§ Exercise prompt
Extract each line of the data below that contains the word "right". Case counts.

━━━ Supplied records

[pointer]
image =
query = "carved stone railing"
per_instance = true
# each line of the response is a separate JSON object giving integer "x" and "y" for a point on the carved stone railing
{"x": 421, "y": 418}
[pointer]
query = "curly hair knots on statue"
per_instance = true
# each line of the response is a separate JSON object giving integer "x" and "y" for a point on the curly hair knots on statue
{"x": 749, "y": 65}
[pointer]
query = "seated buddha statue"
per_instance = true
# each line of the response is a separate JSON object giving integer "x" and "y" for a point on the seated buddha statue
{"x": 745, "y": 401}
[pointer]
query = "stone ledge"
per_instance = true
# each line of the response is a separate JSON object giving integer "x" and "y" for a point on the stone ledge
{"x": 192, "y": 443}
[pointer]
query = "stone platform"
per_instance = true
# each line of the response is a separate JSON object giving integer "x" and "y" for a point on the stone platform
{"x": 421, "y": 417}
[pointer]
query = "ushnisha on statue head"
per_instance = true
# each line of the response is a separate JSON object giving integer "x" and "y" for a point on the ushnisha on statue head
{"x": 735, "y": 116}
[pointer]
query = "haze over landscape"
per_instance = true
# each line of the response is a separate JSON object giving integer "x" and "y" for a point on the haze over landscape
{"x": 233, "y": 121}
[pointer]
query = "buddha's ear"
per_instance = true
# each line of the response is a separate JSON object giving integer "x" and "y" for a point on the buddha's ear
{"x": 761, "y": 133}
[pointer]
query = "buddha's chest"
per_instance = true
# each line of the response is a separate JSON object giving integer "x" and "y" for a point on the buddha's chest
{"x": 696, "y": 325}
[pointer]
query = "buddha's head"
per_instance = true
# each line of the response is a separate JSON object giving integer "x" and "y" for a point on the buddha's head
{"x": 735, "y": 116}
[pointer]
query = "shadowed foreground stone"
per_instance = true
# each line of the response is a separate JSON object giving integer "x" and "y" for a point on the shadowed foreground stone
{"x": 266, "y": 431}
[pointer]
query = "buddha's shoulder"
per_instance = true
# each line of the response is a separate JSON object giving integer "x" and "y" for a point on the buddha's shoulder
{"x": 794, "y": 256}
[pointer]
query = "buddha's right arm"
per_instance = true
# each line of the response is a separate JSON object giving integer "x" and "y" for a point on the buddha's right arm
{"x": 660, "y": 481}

━━━━━━

§ Response
query = "buddha's right arm"
# each line of the response is a separate JSON object giving integer "x" and "y" for a point on the buddha's right arm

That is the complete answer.